Would you please copy every line from the records that contains the word "railing"?

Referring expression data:
- - -

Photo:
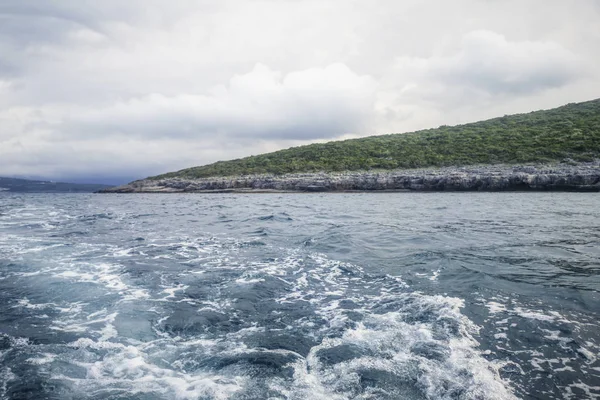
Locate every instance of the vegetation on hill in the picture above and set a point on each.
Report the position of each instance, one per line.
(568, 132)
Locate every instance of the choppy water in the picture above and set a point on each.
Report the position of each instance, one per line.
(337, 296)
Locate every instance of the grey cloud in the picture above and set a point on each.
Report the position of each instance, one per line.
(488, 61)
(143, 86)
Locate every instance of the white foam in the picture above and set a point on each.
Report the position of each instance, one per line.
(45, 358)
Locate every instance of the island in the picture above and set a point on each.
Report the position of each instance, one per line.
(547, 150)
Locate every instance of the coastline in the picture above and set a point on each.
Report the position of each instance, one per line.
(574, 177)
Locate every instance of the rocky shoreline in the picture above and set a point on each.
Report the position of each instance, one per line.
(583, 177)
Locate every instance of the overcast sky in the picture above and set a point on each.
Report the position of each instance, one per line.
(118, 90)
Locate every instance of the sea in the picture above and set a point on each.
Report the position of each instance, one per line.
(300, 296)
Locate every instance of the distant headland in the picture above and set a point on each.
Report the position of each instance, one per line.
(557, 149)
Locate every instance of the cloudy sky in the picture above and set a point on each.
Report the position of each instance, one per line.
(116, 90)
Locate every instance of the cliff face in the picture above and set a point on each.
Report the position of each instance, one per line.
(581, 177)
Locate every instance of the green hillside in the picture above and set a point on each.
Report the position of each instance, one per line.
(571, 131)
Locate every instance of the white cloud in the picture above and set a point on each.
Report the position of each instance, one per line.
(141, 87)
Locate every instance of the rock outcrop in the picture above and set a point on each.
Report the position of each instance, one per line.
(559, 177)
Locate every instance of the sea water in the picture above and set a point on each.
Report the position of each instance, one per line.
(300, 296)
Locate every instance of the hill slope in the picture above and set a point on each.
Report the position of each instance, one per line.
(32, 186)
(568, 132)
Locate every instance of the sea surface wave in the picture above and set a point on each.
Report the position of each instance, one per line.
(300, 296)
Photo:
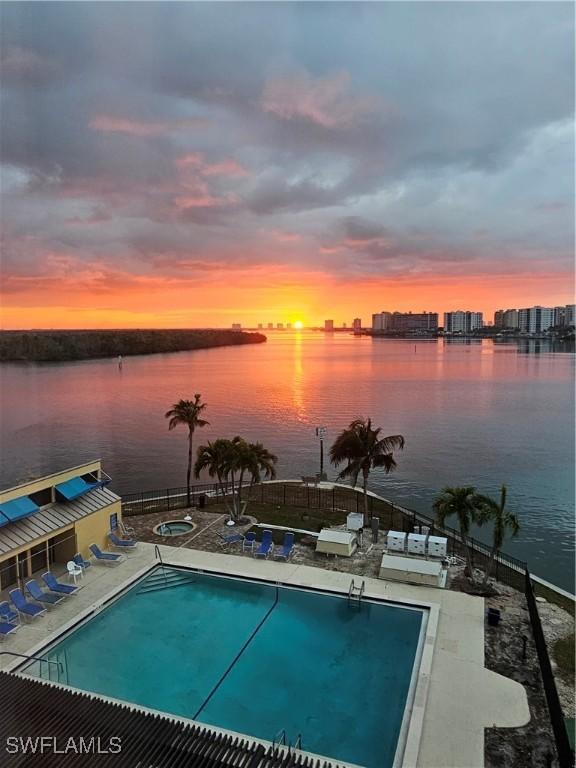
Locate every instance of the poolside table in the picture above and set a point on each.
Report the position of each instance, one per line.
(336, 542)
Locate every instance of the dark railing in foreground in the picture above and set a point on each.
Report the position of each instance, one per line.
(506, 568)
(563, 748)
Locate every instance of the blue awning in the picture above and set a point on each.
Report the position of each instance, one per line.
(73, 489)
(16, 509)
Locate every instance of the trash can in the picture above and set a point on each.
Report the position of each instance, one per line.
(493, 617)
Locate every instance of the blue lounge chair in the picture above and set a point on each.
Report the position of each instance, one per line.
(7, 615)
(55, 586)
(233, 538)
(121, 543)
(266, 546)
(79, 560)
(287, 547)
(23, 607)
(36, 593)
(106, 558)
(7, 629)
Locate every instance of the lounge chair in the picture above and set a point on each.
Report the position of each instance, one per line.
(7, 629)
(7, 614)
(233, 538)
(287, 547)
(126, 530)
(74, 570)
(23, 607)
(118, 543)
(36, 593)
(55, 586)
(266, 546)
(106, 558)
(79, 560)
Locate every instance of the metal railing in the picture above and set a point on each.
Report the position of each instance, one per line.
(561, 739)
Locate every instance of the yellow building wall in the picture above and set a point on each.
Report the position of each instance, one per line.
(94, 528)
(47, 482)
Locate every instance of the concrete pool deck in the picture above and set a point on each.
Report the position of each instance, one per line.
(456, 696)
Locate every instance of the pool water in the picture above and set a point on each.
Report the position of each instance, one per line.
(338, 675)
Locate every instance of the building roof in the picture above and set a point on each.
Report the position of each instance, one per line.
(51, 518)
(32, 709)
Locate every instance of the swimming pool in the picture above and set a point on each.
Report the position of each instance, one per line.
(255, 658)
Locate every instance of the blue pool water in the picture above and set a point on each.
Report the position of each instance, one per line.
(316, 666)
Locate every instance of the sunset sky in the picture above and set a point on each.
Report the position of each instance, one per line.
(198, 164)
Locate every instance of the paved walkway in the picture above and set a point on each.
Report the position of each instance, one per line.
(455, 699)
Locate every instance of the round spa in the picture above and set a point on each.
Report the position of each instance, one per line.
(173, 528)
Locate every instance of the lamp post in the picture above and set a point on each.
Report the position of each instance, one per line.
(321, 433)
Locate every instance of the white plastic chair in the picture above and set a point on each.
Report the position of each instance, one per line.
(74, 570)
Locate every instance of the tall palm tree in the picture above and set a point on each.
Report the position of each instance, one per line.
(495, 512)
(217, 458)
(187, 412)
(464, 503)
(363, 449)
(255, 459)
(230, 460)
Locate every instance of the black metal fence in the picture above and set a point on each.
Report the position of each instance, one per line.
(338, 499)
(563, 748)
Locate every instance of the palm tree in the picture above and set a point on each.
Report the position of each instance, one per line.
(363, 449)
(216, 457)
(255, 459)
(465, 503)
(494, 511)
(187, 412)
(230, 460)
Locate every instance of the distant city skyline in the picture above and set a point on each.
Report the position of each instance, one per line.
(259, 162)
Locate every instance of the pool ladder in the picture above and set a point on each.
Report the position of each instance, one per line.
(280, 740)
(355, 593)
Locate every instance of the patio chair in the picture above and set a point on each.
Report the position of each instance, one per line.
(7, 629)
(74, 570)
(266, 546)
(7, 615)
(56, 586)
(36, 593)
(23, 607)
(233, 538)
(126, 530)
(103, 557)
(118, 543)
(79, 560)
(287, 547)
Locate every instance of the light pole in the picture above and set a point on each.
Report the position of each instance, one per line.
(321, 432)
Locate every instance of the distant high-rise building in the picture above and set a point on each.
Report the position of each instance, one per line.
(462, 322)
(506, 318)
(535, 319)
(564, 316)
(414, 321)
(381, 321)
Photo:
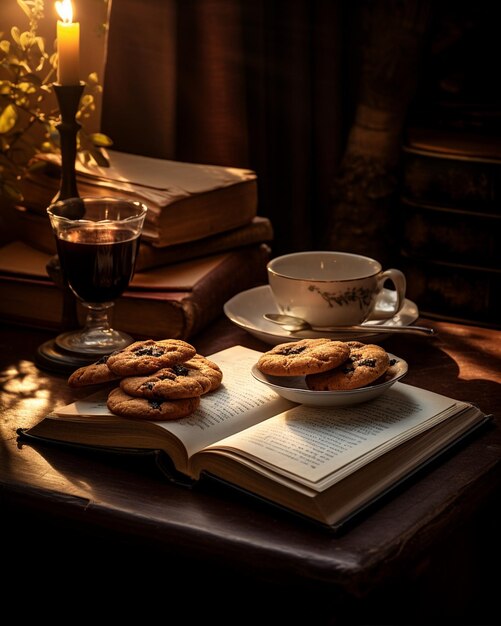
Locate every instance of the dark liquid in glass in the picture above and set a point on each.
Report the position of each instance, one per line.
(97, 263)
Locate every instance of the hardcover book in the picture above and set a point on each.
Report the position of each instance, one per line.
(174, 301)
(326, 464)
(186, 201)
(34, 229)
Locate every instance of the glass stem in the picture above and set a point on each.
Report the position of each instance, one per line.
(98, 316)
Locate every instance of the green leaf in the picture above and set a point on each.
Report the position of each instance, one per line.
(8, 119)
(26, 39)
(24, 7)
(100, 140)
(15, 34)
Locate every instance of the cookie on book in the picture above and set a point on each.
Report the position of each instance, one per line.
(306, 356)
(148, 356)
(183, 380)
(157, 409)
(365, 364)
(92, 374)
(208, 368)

- - -

§ **Result of this task**
Locate every instance of the dark railing in foreground in the picture above and set a point on each.
Locate every instance of the metal railing in the picture above and set a point on each.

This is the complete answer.